▶ [Set problem]: Copy everything in the data below, from its first line down to the line containing "(1104, 703)", including that line, reproducing each line character for character.

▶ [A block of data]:

+===+

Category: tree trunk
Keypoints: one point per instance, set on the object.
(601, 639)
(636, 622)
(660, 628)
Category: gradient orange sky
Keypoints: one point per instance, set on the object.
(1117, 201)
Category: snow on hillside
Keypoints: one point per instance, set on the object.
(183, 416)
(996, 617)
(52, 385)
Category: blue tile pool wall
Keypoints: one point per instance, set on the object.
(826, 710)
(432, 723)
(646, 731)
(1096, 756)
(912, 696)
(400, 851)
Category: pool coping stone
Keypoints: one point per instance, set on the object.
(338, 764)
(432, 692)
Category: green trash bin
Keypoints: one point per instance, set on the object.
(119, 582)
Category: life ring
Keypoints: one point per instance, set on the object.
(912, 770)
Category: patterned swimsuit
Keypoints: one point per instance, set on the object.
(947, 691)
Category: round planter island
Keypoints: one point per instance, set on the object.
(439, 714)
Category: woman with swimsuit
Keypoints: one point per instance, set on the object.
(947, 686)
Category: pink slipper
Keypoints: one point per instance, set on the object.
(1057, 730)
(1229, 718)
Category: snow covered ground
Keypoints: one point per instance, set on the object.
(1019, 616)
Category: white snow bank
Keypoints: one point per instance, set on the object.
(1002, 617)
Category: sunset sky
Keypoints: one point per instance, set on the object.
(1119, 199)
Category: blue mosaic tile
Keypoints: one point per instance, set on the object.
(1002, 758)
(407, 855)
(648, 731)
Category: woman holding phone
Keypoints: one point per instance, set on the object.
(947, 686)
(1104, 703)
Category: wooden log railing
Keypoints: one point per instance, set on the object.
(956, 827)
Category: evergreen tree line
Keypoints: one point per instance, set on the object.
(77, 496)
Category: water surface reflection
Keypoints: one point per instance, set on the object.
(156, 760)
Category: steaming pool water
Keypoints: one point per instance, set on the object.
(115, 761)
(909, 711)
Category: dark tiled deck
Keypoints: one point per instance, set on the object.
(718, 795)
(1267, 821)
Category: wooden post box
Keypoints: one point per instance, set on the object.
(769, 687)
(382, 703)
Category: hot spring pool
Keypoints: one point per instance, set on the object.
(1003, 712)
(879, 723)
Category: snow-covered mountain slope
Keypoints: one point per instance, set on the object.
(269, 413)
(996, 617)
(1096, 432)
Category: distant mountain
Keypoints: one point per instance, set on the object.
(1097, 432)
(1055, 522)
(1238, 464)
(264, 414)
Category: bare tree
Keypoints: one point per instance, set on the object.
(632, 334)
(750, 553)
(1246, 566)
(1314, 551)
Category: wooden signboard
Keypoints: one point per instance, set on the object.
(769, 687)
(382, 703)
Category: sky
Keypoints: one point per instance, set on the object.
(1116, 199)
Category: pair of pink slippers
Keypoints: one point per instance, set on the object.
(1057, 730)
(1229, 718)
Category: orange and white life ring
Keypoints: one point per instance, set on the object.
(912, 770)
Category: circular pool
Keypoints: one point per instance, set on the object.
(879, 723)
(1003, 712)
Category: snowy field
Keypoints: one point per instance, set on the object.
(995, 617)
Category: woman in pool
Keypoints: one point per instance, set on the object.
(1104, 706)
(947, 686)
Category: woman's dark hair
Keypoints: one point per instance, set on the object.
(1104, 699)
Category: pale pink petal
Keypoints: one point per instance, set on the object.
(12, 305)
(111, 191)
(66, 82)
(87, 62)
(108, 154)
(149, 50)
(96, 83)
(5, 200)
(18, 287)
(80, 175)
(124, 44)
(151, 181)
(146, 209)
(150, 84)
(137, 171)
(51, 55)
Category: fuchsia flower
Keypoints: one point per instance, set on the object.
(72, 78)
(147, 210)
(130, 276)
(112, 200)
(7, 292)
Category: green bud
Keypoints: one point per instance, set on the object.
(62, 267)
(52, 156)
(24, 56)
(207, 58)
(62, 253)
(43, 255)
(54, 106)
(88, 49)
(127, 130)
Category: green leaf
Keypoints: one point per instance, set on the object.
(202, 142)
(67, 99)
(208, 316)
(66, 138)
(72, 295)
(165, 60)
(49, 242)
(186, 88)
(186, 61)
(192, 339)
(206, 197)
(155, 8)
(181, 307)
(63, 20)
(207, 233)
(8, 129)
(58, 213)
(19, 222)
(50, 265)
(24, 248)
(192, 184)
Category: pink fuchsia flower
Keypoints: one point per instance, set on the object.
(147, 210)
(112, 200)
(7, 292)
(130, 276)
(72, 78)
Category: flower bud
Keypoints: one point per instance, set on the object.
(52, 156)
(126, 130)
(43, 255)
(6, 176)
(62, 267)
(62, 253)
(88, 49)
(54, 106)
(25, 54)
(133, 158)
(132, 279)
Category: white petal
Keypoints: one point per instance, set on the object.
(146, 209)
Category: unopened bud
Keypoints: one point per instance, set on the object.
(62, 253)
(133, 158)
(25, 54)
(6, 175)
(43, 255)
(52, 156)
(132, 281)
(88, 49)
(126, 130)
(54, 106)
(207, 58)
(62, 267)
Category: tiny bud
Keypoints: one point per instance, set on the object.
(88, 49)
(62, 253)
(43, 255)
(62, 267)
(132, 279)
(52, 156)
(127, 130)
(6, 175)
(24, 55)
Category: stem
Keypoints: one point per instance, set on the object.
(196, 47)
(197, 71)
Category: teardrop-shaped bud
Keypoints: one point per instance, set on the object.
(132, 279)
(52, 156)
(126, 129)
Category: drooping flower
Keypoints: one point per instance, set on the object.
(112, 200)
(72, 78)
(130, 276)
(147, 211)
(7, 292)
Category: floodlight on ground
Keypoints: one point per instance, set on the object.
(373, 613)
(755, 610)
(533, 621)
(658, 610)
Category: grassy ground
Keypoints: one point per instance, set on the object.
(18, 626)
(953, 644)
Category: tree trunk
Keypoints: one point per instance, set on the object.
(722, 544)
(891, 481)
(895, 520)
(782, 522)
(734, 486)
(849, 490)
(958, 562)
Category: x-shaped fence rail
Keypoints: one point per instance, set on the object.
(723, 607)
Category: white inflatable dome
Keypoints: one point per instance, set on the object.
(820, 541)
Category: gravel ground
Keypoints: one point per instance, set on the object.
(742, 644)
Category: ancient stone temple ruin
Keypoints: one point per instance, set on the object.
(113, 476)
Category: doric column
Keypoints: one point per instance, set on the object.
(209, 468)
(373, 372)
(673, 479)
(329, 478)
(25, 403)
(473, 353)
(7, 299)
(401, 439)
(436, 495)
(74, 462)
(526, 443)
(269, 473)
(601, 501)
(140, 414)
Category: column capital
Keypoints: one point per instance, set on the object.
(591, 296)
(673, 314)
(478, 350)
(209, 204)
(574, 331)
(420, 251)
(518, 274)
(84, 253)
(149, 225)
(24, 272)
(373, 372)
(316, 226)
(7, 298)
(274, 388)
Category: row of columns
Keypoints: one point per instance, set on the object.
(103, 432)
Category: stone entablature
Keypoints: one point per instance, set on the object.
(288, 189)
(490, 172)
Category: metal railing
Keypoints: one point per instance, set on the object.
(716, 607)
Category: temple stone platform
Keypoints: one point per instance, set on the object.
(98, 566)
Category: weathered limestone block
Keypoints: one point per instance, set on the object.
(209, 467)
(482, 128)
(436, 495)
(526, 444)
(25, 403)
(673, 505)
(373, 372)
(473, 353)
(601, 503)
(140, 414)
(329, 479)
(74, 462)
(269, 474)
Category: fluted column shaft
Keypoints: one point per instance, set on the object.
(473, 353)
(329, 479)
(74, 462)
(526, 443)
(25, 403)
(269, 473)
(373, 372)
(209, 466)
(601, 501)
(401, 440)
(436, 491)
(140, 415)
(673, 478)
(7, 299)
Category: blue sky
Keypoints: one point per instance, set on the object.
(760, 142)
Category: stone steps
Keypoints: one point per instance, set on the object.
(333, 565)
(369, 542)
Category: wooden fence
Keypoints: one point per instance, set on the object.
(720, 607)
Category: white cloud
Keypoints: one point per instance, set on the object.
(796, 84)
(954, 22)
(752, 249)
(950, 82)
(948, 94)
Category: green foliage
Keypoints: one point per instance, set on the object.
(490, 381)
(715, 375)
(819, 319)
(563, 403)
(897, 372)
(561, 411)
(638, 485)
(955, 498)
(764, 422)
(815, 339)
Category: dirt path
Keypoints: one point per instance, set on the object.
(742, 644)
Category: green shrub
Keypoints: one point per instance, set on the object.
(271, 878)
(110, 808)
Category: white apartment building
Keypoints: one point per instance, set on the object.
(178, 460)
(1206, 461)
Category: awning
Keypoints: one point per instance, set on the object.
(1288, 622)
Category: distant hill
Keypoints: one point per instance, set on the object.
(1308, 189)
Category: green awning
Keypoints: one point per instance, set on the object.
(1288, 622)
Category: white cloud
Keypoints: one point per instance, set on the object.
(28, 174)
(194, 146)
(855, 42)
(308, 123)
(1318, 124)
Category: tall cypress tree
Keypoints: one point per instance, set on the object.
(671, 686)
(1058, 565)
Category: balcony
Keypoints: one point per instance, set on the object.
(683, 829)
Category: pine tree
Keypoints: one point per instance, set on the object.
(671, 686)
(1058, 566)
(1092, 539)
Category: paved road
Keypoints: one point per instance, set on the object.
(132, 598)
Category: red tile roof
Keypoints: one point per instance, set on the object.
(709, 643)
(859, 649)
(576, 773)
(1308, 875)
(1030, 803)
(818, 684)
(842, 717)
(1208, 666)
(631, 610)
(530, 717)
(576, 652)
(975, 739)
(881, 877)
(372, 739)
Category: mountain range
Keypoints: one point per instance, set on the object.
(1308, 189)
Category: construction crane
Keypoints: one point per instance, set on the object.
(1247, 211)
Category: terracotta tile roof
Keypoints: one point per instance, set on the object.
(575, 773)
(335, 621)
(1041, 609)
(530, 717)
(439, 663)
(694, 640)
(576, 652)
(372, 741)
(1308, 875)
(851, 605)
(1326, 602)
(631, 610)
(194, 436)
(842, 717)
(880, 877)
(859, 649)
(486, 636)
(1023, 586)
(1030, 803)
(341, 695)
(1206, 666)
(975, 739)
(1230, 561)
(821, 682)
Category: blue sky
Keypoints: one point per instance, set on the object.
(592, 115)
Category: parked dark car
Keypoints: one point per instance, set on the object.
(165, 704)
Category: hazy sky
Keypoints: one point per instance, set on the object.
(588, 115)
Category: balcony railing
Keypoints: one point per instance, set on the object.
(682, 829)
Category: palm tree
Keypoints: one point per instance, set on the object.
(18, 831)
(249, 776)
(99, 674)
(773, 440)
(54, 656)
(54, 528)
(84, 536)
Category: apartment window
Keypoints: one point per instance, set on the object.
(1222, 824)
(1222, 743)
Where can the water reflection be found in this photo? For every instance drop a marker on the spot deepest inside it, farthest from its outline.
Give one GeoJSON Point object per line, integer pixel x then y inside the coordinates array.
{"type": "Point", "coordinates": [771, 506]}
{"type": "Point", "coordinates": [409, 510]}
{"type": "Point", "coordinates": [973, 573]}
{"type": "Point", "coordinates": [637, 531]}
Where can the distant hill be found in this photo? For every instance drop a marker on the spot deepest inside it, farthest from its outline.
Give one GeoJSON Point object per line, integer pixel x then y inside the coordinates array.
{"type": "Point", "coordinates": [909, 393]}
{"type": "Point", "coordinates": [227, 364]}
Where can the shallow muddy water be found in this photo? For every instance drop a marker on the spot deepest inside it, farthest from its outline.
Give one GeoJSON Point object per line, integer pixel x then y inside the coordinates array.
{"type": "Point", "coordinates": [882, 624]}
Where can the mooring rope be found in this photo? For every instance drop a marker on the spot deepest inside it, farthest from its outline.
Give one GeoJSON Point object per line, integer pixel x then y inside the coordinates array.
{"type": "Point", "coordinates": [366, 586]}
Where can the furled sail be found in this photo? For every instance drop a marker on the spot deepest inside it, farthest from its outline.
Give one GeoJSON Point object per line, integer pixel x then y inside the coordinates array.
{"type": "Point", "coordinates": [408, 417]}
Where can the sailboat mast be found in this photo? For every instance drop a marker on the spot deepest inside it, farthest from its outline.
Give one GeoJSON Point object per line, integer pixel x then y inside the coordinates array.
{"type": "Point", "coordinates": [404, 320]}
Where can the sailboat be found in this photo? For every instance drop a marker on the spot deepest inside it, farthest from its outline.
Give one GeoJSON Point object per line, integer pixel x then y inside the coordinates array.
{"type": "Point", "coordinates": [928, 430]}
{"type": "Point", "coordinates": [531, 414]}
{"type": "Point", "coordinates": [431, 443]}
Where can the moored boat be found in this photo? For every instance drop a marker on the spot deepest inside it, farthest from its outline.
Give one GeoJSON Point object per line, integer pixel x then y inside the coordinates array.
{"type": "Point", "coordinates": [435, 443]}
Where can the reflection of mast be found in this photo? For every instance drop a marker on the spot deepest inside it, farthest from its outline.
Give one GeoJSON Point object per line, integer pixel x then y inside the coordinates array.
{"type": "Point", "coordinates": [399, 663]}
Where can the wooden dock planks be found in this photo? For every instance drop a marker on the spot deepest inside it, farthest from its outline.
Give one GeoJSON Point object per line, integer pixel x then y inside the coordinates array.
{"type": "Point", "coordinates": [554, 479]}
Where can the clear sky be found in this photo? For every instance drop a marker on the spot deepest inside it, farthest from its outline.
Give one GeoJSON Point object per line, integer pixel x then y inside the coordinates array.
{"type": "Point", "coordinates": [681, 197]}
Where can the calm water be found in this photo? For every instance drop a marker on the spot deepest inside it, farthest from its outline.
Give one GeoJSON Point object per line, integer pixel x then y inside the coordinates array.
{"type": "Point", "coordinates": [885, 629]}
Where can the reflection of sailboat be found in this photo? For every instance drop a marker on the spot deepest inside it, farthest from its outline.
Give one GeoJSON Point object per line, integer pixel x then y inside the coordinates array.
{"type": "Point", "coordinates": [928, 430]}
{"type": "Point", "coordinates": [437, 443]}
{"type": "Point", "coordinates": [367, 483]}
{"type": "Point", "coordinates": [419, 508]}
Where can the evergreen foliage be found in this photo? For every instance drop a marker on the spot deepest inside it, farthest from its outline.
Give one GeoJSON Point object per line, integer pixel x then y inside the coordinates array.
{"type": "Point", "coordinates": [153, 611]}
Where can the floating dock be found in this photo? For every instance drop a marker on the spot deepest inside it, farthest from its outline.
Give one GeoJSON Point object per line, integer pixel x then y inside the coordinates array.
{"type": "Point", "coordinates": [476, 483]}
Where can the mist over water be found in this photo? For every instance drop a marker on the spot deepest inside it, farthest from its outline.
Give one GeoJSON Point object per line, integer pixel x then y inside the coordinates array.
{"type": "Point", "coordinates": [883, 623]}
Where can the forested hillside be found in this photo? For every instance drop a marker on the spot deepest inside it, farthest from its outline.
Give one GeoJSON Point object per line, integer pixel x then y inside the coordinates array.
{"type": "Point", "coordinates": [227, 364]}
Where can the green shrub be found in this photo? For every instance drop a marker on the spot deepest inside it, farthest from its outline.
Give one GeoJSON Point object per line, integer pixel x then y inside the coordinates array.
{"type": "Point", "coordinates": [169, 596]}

+===+

▶ [Finished exercise]:
Category: tree trunk
Keypoints: one point per instance, set on the object.
(601, 639)
(636, 622)
(660, 628)
Category: gradient orange sky
Keypoints: one point per instance, set on the object.
(1117, 201)
Category: snow on hillside
Keypoints: one point per instance, set on the object.
(183, 416)
(996, 617)
(52, 385)
Category: blue tile pool wall
Keypoints: one point per instance, set on the object.
(826, 710)
(432, 723)
(646, 731)
(1096, 756)
(912, 696)
(400, 851)
Category: pool coping stone
Keypoints: one point per instance, set on the object.
(338, 764)
(432, 692)
Category: green trash bin
Keypoints: one point per instance, set on the object.
(119, 582)
Category: life ring
Keypoints: one point per instance, set on the object.
(912, 770)
Category: patterned swimsuit
Keypoints: one point per instance, set on the object.
(947, 691)
Category: round planter island
Keypoints: one point per instance, set on the object.
(439, 714)
Category: woman with swimsuit
Keypoints: one point per instance, set on the object.
(947, 686)
Category: pink slipper
Keypoints: one point per instance, set on the object.
(1057, 730)
(1229, 718)
Category: snow covered ground
Keypoints: one point per instance, set on the object.
(1019, 616)
Category: white snow bank
Keypoints: one point per instance, set on the object.
(1002, 617)
Category: sunset sky
Keypoints: one point per instance, set on the object.
(1119, 199)
Category: blue mosaic tile
Keypoints: one point per instance, set on the object.
(1002, 758)
(407, 855)
(648, 731)
Category: woman holding phone
Keypoints: one point per instance, set on the object.
(947, 686)
(1104, 703)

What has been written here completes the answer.